Description of the task: Extract each line of the items below that contains the string "instance". Matching is case-sensitive.

* start Data for the task *

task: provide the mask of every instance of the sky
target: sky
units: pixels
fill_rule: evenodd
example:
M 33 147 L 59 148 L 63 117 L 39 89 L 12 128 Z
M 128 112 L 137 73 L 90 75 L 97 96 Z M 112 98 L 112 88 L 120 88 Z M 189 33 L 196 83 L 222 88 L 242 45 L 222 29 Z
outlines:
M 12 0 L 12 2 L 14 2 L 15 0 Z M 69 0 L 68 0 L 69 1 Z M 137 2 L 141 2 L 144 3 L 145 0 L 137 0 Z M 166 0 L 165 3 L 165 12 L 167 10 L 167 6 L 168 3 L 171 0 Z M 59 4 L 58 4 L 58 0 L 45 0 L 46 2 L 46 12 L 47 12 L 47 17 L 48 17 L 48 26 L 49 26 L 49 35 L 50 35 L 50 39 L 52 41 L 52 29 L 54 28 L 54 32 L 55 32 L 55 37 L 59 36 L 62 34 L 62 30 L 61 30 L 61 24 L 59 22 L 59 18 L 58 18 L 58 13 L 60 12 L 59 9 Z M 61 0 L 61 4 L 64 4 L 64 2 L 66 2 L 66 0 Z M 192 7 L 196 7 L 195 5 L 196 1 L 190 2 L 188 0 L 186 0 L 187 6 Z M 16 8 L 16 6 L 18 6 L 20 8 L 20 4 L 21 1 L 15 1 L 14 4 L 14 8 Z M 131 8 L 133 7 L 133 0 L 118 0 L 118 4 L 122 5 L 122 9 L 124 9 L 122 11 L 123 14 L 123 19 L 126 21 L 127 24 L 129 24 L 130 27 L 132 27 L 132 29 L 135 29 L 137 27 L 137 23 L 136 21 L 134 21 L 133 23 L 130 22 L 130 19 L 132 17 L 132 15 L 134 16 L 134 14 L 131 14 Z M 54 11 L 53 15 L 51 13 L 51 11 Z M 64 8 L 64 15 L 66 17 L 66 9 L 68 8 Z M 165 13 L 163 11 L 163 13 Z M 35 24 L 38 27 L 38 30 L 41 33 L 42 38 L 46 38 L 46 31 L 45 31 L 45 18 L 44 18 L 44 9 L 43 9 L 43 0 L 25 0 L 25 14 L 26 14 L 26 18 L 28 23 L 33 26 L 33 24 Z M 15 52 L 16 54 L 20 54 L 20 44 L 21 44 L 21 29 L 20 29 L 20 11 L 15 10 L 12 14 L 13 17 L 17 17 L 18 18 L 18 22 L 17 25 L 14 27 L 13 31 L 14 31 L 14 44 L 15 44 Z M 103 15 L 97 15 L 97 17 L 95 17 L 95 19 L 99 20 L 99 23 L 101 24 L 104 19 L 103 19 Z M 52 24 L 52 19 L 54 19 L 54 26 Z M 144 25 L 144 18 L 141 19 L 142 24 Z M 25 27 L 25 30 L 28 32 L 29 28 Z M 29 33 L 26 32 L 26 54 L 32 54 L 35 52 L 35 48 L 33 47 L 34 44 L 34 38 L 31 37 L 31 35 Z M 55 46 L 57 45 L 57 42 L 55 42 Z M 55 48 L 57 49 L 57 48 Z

* end Data for the task *
* start Data for the task *

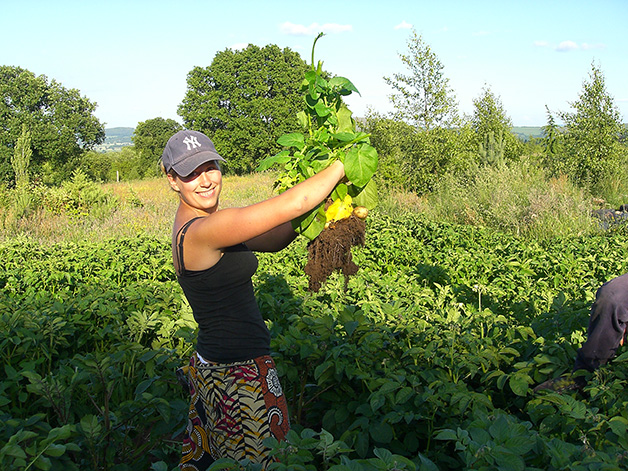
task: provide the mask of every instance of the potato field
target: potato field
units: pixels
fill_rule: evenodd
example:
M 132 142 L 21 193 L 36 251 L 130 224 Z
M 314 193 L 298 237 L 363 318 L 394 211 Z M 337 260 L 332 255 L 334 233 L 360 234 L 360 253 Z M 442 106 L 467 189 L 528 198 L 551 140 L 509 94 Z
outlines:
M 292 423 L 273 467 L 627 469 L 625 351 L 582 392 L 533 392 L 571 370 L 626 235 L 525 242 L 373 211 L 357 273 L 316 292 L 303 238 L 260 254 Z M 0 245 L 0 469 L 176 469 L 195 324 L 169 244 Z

* end Data for the task *

Solved exercise:
task: provide the mask of every instance of the sky
task: provide the mask of every instance of the potato field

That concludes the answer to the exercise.